■ ARTICOLO
# # # # # # #

Consorzio del Collio, 60 anni da faro in una terra di sincretismi

Assaggi, memorie e progetti: resoconto di un viaggio nel tempo in uno dei territori bianchisti più importanti d’Italia. Per festeggiare il compleanno dell’ente che lo ha fatto conoscere al mondo.

Da 60 anni il Consorzio di Tutela dei vini del Collio è una stella polare in una terra di sincretismi. Per quest’angolo di Friuli che sfuma in terra slovena, una mezzaluna di molli colline incastrata tra le Alpi Giulie e l’Adriatico, dove si mescolano lingue e tradizioni e dove l’arte di fare vino ha radici antiche e profondamente intrecciate col tessuto popolare, l’ente di tutela rappresenta un punto di riferimento fin dalla sua fondazione.

# # # # # # #

■ RICHIESTA A
Nelle righe qui sotto cambia "white window frame" in "wooden door" senza toccare nient'altro, poi riscrivile tutte omettendo le immagini.

# # # # # # #

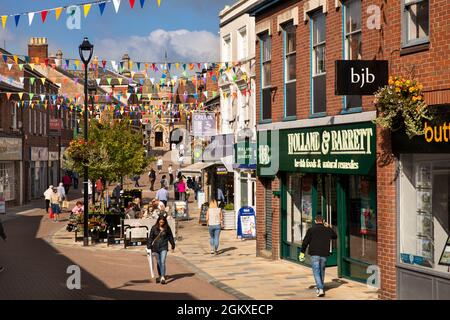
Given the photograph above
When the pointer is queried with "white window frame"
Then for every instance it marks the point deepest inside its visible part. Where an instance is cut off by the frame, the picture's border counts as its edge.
(405, 23)
(242, 43)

# # # # # # #

■ RICHIESTA B
Riporta parola per parola il passo dell'articolo sul Consorzio del Collio che parte da "Consorzio del Collio, 60" e va avanti fino a "dalla sua fondazione.".

■ RISULTATO A
Given the photograph above
When the pointer is queried with "wooden door"
Then for every instance it marks the point deepest inside its visible part. Where an instance is cut off by the frame, the picture's border counts as its edge.
(405, 23)
(242, 43)

■ RISULTATO B
Consorzio del Collio, 60 anni da faro in una terra di sincretismi

Assaggi, memorie e progetti: resoconto di un viaggio nel tempo in uno dei territori bianchisti più importanti d’Italia. Per festeggiare il compleanno dell’ente che lo ha fatto conoscere al mondo.

Da 60 anni il Consorzio di Tutela dei vini del Collio è una stella polare in una terra di sincretismi. Per quest’angolo di Friuli che sfuma in terra slovena, una mezzaluna di molli colline incastrata tra le Alpi Giulie e l’Adriatico, dove si mescolano lingue e tradizioni e dove l’arte di fare vino ha radici antiche e profondamente intrecciate col tessuto popolare, l’ente di tutela rappresenta un punto di riferimento fin dalla sua fondazione.